▶ _Page excerpt_:
++++++++

Conflict between Philippine government forces and ISIS in the Philippines continued to worsen this week, after what has already been a month of fighting centered in the southern town town of Marawi. As late as last week there had been hope that the ISIS siege would soon be broken by government forces, but these hopes were dashed after three weeks of fighting.
Reuters reported that military spokesman Brigadier General Restituto Padilla had said that the urban terrain was hampering the army’s progress because the rebels had hunkered down in built-up neighborhoods, many of them with civilians taken as human shields.
CNN reported that militants had entered the predominantly Muslim city of some 200,000 suddenly, on the afternoon of May 24, wearing masks and carrying assault rifles. CNN wrote that the siege of Marawi had followed a May 23 army raid that failed to capture a top terror suspect, Isnilon Hapilon, who has been designated by the Islamic State group as its leader in Southeast Asia.
Fox News reported that U.S. Special Forces were assisting the government of the Philippines in breaking the ISIS siege, with U.S. forces providing technical assistance and performing only non-combat roles at this time. Time reported the U.S. Navy had provided surveillance for local troops. Over 100 people are reported to have died in Marawi during the ongoing violence.
Newsweek reported that General Gatot Nurmantyo’s described the Islamic State militant group (ISIS)’s current presence as having taken hold in “almost every province of Indonesia.” He said that militants can be found in sleeper cells across the country, adding that if the Philippines wins, Indonesia would get a spillover effect from the retreating militants, but if the Philippines loses, Mindanao would be a strong regional ISIS base that threatens Indonesia among others.
The conflict has been described as transforming from a rebellion into an invasion by foreign terrorists. Philippine Solicitor General Jose Calida, speaking during a press briefing last week state that “They want to create Mindanao as part of the caliphate.” Newsweek noted that border areas between the Philippines and Indonesia are traditional trading routes. General Ganip was reportedly concerened that ISIS militants would enter Indonesia along such routes, possibly being smuggled by merchants.

++++++++

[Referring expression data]
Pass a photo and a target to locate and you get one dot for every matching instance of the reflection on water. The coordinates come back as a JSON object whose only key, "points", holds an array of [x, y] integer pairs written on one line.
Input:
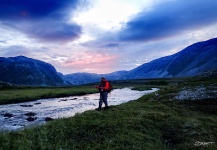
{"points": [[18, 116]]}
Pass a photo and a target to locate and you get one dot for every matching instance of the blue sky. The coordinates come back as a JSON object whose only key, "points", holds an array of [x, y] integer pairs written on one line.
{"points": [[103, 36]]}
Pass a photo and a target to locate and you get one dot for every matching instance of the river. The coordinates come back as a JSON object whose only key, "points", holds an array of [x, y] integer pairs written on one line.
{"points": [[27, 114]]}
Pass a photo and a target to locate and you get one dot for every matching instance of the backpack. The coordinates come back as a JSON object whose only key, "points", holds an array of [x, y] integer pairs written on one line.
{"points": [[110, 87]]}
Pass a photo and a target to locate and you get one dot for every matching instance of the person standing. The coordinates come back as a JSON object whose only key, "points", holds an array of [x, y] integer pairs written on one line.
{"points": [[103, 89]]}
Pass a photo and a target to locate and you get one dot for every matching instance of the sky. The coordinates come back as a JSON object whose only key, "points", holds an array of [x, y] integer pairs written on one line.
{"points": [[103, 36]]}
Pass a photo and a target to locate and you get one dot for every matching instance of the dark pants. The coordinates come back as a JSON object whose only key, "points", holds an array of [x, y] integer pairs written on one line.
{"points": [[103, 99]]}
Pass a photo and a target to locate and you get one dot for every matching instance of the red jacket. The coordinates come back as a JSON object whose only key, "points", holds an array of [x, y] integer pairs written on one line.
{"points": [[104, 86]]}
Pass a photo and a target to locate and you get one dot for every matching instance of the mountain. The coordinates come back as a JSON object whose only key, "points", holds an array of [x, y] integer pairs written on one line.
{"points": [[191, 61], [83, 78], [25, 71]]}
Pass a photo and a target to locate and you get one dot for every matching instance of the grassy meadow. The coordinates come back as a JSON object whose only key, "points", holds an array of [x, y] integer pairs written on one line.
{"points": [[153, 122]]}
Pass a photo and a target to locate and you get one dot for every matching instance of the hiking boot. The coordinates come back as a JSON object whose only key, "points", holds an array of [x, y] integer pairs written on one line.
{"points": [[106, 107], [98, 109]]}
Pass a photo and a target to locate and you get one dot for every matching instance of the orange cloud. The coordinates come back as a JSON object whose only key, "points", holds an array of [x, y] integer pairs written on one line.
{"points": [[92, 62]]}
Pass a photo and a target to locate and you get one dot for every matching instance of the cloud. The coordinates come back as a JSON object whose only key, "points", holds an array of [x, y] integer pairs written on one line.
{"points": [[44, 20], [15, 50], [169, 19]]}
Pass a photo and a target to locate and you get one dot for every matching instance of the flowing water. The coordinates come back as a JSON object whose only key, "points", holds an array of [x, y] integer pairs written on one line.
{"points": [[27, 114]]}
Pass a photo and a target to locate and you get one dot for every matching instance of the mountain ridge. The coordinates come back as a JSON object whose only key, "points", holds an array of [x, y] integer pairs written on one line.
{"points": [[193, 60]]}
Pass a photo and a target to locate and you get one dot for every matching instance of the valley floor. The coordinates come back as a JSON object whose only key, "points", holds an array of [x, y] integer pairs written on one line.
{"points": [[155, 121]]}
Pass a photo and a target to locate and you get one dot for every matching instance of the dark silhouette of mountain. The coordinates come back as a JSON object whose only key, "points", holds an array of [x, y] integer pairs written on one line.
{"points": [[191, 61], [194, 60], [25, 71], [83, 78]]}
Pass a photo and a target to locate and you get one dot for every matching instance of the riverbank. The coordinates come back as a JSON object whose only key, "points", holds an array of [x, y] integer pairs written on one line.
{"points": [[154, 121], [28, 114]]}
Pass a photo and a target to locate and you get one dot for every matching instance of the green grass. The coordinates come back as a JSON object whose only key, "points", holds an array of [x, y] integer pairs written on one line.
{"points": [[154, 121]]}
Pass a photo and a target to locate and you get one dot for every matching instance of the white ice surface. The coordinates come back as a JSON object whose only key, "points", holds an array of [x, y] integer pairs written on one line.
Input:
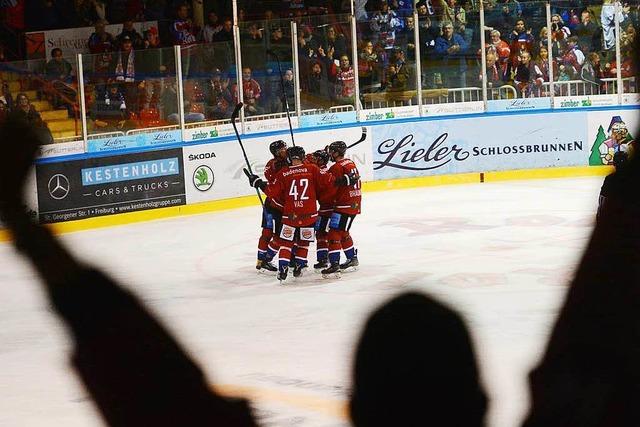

++++++++

▶ _Questions to answer_:
1. According to the Marawi report, why did the military spokesman say the army's progress was being slowed? Answer in one to three sentences.
2. Answer these questions from the Marawi report, one line each:
(a) On what date and at what time of day did the militants enter Marawi?
(b) Which U.S. service did Time say had provided surveillance for local troops?
(c) What did Newsweek say the border areas between the Philippines and Indonesia traditionally are?

▶ _List of answers_:
1. Brigadier General Restituto Padilla said the urban terrain was hampering the army because the rebels had hunkered down in built-up neighborhoods. Many of them had taken civilians as human shields.

2.
(a) On the afternoon of May 24.
(b) The U.S. Navy.
(c) Traditional trading routes.